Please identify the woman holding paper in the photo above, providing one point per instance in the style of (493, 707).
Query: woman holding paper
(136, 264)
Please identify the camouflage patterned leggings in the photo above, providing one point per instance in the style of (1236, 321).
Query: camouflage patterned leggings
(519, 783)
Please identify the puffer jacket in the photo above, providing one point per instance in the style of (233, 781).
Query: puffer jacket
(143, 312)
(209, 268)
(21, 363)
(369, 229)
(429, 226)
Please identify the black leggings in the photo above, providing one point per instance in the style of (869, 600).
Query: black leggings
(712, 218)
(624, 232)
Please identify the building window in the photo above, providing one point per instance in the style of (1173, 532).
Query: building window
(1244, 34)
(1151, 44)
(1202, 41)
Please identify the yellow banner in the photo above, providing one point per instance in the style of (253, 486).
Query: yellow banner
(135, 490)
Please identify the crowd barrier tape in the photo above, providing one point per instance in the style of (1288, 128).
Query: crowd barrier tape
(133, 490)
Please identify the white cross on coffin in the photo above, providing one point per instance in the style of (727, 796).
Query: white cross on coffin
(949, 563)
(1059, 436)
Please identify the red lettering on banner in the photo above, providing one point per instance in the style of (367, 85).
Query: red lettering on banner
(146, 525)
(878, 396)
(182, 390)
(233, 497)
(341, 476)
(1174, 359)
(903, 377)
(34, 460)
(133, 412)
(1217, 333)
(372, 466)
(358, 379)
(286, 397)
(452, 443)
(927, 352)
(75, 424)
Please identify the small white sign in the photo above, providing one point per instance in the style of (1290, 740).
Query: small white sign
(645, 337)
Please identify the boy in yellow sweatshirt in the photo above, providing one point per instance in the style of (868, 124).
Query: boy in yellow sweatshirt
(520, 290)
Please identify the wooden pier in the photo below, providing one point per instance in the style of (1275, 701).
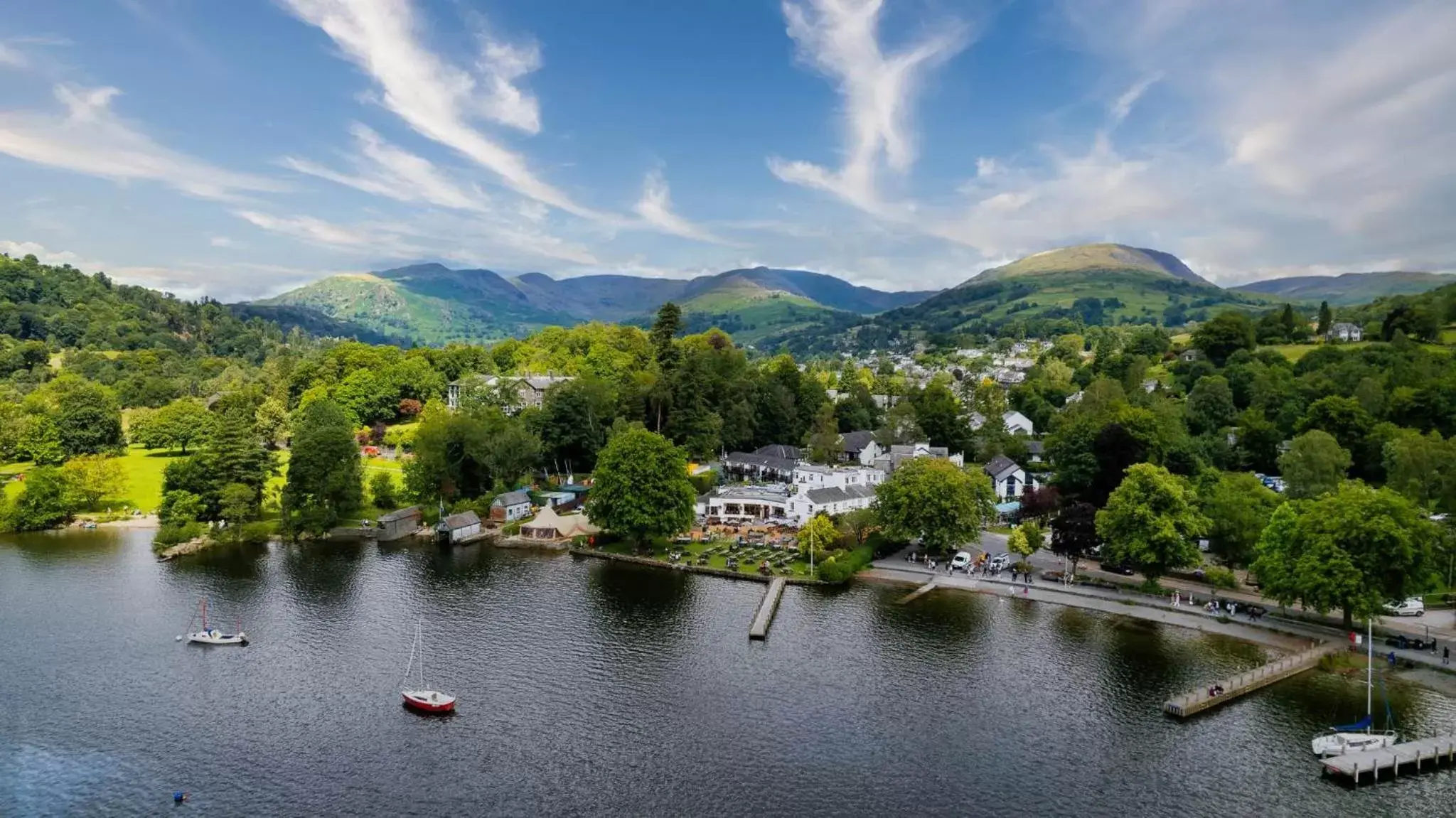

____________________

_Work order_: Take the line with "Query: small white sign" and each line after it through the end of the material above, and reproduce them exactly, both ends included, without pictures.

_Task solution_:
Query: small white sign
(645, 337)
Please identify the boy in yellow sweatshirt in the photo above, providing one point per instance in the style of (868, 124).
Query: boy in yellow sweatshirt
(520, 290)
Please identify the wooden pier in the photo below, providing one point per instance in the style of (1275, 701).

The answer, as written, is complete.